▸ **OBJECTIVE**: Count the lines in the listing below that contain the word "mouth". Give only the number.

begin

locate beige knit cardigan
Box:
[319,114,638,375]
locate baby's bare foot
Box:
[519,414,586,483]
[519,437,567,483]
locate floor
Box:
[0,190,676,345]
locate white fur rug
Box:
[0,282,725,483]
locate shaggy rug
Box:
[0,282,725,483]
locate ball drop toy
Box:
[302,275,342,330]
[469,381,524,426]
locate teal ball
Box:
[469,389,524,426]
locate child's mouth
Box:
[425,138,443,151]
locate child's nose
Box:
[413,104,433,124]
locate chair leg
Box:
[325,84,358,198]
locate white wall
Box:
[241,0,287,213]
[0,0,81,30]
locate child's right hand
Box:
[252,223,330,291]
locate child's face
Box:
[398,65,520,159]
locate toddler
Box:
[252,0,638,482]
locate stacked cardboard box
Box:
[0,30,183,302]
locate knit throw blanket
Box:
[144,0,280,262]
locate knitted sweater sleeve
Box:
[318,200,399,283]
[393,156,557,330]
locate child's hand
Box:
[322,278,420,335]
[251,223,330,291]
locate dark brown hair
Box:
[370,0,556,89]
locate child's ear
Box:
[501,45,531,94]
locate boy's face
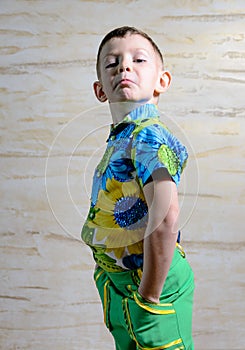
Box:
[94,34,169,103]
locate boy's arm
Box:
[138,174,179,303]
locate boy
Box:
[82,27,194,350]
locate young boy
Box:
[82,27,194,350]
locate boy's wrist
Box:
[138,288,159,304]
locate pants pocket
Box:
[123,292,185,350]
[94,268,111,331]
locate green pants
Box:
[94,249,194,350]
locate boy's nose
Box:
[118,59,132,73]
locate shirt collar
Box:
[109,103,159,138]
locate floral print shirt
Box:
[82,104,188,272]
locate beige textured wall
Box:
[0,0,245,350]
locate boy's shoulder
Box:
[132,117,171,138]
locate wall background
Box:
[0,0,245,350]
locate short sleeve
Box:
[131,122,188,186]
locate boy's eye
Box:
[134,58,146,63]
[105,61,117,68]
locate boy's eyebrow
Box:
[102,48,150,60]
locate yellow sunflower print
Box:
[88,178,148,259]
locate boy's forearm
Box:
[138,223,177,302]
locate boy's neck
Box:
[109,102,153,125]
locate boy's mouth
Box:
[114,78,135,89]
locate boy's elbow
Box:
[162,206,179,232]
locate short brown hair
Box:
[96,26,163,78]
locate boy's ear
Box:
[93,80,107,102]
[154,71,172,96]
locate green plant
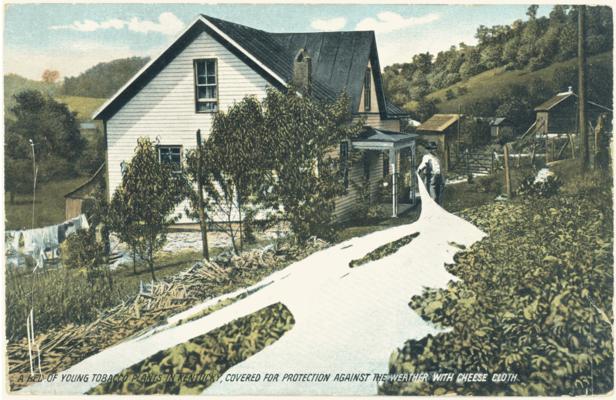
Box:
[262,89,362,242]
[381,166,614,396]
[61,226,113,289]
[109,138,188,279]
[517,175,562,197]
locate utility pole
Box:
[28,139,38,229]
[197,129,210,261]
[578,5,590,171]
[503,143,513,199]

end

▸ **RESULT FOR THIS TASK**: 2